A run of items:
===============

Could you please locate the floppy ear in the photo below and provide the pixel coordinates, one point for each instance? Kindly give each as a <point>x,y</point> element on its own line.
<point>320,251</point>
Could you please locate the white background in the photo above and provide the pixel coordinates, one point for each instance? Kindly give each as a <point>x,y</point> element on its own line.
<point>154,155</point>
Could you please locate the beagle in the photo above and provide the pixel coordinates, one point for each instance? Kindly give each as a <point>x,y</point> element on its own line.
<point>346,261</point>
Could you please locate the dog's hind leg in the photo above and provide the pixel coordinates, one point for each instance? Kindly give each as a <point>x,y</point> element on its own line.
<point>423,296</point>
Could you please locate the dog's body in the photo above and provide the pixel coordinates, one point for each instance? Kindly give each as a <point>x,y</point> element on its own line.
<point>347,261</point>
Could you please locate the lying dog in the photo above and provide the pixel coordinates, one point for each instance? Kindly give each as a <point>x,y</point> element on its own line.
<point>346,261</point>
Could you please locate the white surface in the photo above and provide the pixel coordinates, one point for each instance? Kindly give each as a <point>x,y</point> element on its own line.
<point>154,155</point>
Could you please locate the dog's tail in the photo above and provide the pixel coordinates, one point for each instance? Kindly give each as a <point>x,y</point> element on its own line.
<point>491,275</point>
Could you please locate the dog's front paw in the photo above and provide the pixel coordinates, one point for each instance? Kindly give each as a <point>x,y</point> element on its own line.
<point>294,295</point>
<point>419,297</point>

===============

◆ Written problem: Reproduce every line, starting at the one containing "Could you please locate the white surface" and ending with the last line of the items. Shift each coordinate in the answers by adding 8 to it.

◆ Reply to the task:
Could you please locate the white surface in the photo above and provide the pixel coordinates, one point for each instance? Kindly give each as a <point>x,y</point> element on its own line.
<point>162,163</point>
Could you please locate the dog's tail in the photo above and provide the pixel coordinates, one point for each instance? Kindly give each as a <point>x,y</point> element on its own line.
<point>499,283</point>
Could you please locate the dog's front paw in the photo above and provide the pixel coordinates, one point for each instance? Kindly give each as a <point>x,y</point> element on its own line.
<point>302,303</point>
<point>427,305</point>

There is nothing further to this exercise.